> 해야 할 작업
아래 데이터를 처음부터 끝까지 한 글자도 바꾸지 말고 그대로 옮겨 적으세요. 사진은 답에서 빼 주세요.

> 저장된 행
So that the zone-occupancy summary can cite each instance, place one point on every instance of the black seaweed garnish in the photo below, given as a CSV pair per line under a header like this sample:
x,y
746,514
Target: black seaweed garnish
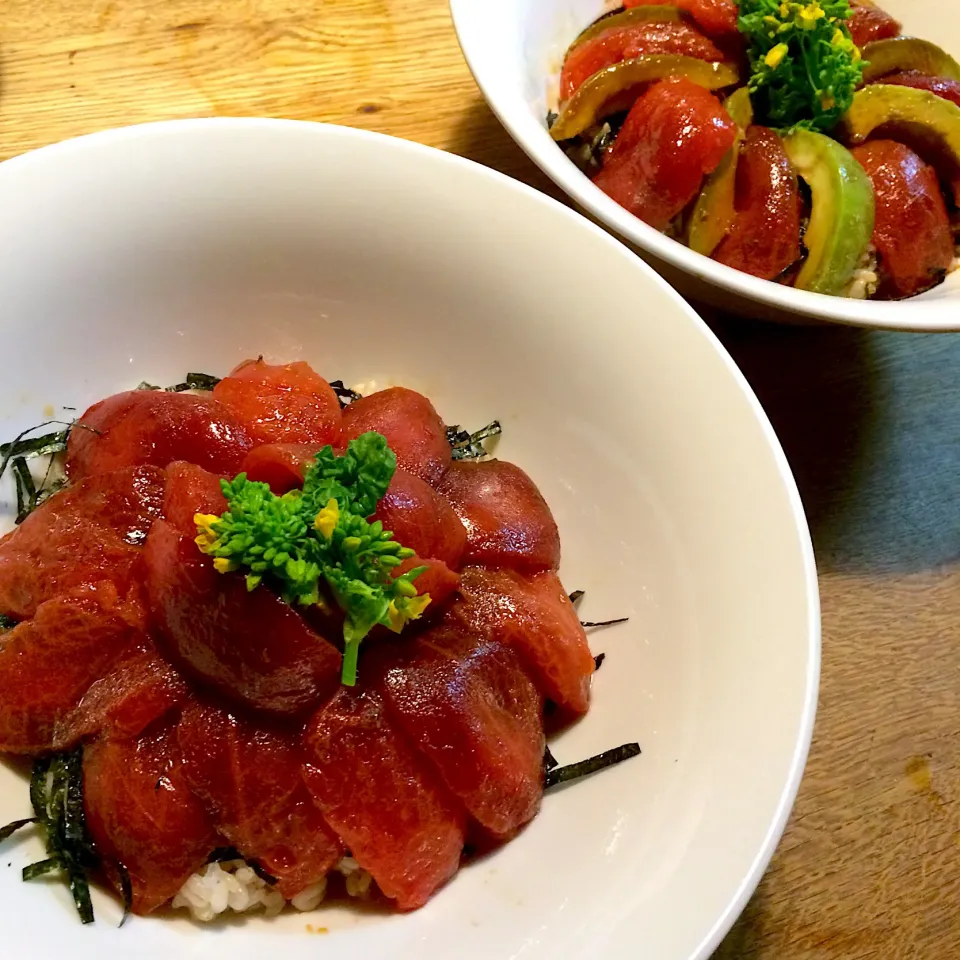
x,y
224,854
469,446
11,828
23,448
585,768
56,792
344,394
192,381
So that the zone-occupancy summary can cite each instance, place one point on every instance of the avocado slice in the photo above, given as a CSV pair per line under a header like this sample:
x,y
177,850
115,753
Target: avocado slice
x,y
842,211
593,98
714,212
923,121
629,18
907,53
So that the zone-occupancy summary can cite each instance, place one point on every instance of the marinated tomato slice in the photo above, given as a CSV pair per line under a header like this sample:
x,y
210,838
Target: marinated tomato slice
x,y
507,520
717,17
624,43
868,23
288,403
411,425
142,816
389,808
156,427
765,237
912,230
674,135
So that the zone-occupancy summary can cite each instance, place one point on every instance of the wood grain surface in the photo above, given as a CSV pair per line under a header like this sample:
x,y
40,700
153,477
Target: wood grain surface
x,y
870,864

> 작업 풀이
So that the zone-occupancy summary can cite each instance, place one point on every instance of the black seaweed garnish in the photo below, given as a CSV pair per line under a header like this sample:
x,y
746,514
Target: black seaweed garnish
x,y
224,854
469,446
11,828
23,448
585,768
56,792
344,394
192,381
So that the zone-occupancy summary can cite each instance, place one point on every instance of the avocado slice in the photo above, given as a CSV pair per line under a header like this sample:
x,y
177,850
115,753
Target: avocado slice
x,y
842,211
593,98
714,212
923,121
629,18
907,53
So that the zone-occupancy summary can cite each instance, place one point on every instance of the marinated tomato slice in the photo above, given as a CSV pair per line under a header like this sample:
x,y
210,838
Target: marinated tomato slice
x,y
507,520
717,17
624,43
868,23
288,403
411,425
142,816
389,808
156,427
765,237
912,230
674,135
So that the zone-occupancy summary can cite each instance, place one point on every instance of the wood grain surface in the photo above, given as a CSV pair per line under a header like this sample:
x,y
40,700
153,477
Target: wood grain surface
x,y
870,864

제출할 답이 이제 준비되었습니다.